Copy all records verbatim, images excluded.

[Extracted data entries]
__________________________________________________

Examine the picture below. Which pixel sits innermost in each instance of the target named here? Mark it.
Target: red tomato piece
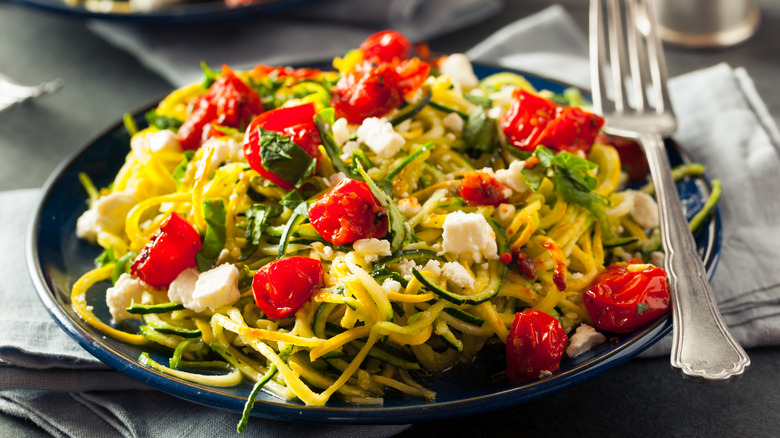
(229, 102)
(386, 46)
(373, 90)
(283, 286)
(348, 212)
(295, 122)
(535, 345)
(170, 250)
(623, 298)
(532, 121)
(481, 188)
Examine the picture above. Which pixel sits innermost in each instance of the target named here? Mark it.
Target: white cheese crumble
(380, 137)
(583, 339)
(645, 210)
(453, 122)
(341, 131)
(371, 249)
(119, 297)
(458, 275)
(512, 177)
(460, 71)
(469, 235)
(103, 215)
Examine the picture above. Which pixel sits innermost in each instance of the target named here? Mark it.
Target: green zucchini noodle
(385, 317)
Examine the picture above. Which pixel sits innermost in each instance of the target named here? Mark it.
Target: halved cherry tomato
(535, 345)
(296, 122)
(229, 102)
(481, 188)
(283, 286)
(170, 250)
(533, 120)
(626, 296)
(372, 90)
(348, 212)
(386, 46)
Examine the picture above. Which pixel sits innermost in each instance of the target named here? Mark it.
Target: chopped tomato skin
(533, 121)
(229, 102)
(170, 250)
(535, 346)
(295, 122)
(481, 188)
(347, 213)
(621, 300)
(283, 286)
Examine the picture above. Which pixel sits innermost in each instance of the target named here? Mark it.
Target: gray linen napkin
(722, 122)
(311, 33)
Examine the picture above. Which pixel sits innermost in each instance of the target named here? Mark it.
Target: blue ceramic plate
(200, 12)
(57, 258)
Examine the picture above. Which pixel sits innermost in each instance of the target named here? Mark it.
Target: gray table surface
(640, 398)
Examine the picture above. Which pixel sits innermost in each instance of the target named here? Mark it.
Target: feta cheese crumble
(583, 339)
(469, 235)
(380, 136)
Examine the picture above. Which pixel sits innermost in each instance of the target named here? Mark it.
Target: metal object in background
(706, 23)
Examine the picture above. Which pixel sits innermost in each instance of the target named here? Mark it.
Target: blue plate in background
(57, 259)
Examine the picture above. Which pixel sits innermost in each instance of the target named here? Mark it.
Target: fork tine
(617, 54)
(598, 61)
(657, 67)
(636, 55)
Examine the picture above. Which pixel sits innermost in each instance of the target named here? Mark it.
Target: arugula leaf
(396, 220)
(214, 239)
(479, 131)
(324, 121)
(162, 122)
(283, 157)
(209, 75)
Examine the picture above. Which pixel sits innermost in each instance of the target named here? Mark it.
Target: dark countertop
(643, 397)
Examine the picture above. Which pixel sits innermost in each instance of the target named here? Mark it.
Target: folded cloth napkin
(48, 379)
(312, 33)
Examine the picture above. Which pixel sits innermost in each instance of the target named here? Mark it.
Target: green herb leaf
(283, 157)
(214, 239)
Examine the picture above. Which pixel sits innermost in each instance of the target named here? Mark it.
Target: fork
(12, 93)
(703, 350)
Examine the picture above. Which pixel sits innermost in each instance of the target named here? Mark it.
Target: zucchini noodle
(384, 317)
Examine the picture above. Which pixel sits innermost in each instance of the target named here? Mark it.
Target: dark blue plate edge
(360, 414)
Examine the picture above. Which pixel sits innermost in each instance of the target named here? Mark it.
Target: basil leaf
(396, 220)
(214, 239)
(283, 157)
(162, 122)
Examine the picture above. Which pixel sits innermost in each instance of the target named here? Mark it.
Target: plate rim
(279, 409)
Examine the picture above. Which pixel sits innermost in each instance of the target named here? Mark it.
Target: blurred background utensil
(12, 93)
(706, 23)
(627, 53)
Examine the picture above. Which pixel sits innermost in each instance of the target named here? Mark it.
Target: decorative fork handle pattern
(703, 350)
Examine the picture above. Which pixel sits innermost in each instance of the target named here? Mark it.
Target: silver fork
(703, 350)
(12, 93)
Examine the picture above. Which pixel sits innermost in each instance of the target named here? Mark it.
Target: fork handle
(703, 350)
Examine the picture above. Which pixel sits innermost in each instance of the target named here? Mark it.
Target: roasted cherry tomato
(170, 250)
(481, 188)
(281, 287)
(229, 102)
(373, 90)
(626, 296)
(386, 46)
(535, 345)
(532, 121)
(295, 122)
(348, 212)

__________________________________________________

» **Response to the exercise**:
Examine the picture below. Which pixel sits innermost in each instance of the target named here? Mark it.
Target: red tomato piece
(229, 102)
(386, 46)
(373, 90)
(283, 286)
(348, 212)
(295, 122)
(535, 345)
(170, 250)
(623, 298)
(532, 121)
(481, 188)
Examine the picture above. Which pixel sits innermost in each instance of the target named here? Mark it.
Target: white cheese crumble
(380, 137)
(583, 339)
(645, 210)
(453, 122)
(341, 131)
(371, 249)
(119, 297)
(458, 275)
(512, 177)
(460, 71)
(469, 235)
(103, 215)
Examine the picture above. Which pixel sits innermost in each instance of the target named here? Mark it.
Target: green zucchini noodle
(385, 317)
Examine the picture above. Which pixel sits innermost in each instance of the target named here? Mark it.
Target: halved cherry tomato
(535, 345)
(296, 122)
(229, 102)
(481, 188)
(283, 286)
(170, 250)
(533, 120)
(626, 296)
(372, 90)
(348, 212)
(386, 46)
Examine the picture above. Which pixel sits innermost in each instance of the target named here? Mark it.
Target: chopped tomato skin
(533, 121)
(229, 102)
(170, 250)
(535, 346)
(295, 122)
(481, 188)
(347, 213)
(621, 300)
(283, 286)
Examine the picture above. Which pixel sits innermost in each instance of the target named here? Mark it.
Target: gray linen napkin
(722, 122)
(311, 33)
Examine the picture above. Which pixel sits innermost in each instance of the target named here? Mark it.
Target: blue ceramic plate
(200, 12)
(57, 258)
Examine the picture above. Which pixel sits innermost in each instance of the target named here? Mark it.
Target: gray table surface
(640, 398)
Examine the picture above. Which pixel sits innermost in each instance of the target named here? Mark it.
Target: feta cheese crumble
(583, 339)
(469, 235)
(380, 136)
Examine the picture above. Which pixel sits innermost in each instance of the target named here? Mark it.
Target: metal object in background
(706, 23)
Examine the picture above. Which pixel sits innermost in each instance of the target named here? Mark it.
Target: blue plate in background
(57, 259)
Examine the picture above. Which pixel sits innermost in each instance of the target named here? Mark it.
Target: fork tine
(617, 54)
(598, 61)
(657, 67)
(636, 55)
Examine the picture above. Which pixel sits innermost in each instance of the target named here? Mark it.
Target: arugula leaf
(396, 220)
(214, 239)
(479, 131)
(324, 121)
(162, 122)
(283, 157)
(209, 75)
Examine the picture above. Which pixel sits innermost in each instance of the target named here? Mark it.
Target: dark countertop
(643, 397)
Examine the picture above. Which pixel sits innermost in each instance of the target named here? Mark it.
Target: folded cloth napkin
(48, 379)
(312, 33)
Examine the picture above. Which pixel sits innermost in each instance of the target named here? Mark it.
Target: green herb leaf
(283, 157)
(214, 239)
Examine the picture above. Which pixel sits innermost in each instance of the target named here? Mark it.
Target: fork
(12, 93)
(703, 350)
Examine the picture above. Which pixel sits innermost in each instance of the target named here? Mark it.
Target: zucchini noodle
(384, 317)
Examine the picture above. Which pixel sits innermost in each instance of the target named here? Mark it.
Target: dark blue plate edge
(360, 414)
Examine the picture above. Which pixel sits innermost in each instance of the target named here? Mark it.
Target: basil leaf
(396, 220)
(214, 239)
(283, 157)
(162, 122)
Examine the picture above. Which pixel sits innermost in each instance of the target named here? Mark it.
Target: plate rim
(279, 409)
Examine the picture above. Which pixel sits innermost in each instance of the target named here? Mark it.
Target: blurred background utensil
(12, 93)
(706, 23)
(627, 53)
Examine the picture above. Which pixel sits innermost in each instance of the target named here? Mark it.
Target: decorative fork handle pattern
(703, 350)
Examine the picture above. Which pixel sits innermost in each instance of the target named here? Mark it.
Target: silver fork
(703, 350)
(12, 93)
Examine the picture above. Which pixel sits innermost in each instance of the target named here? Mark it.
Target: fork handle
(703, 350)
Examine the picture above. Which pixel sits innermost in each instance of the target named here? Mark it.
Target: roasted cherry tomato
(170, 250)
(481, 188)
(281, 287)
(229, 102)
(373, 90)
(626, 296)
(386, 46)
(535, 345)
(532, 121)
(295, 122)
(348, 212)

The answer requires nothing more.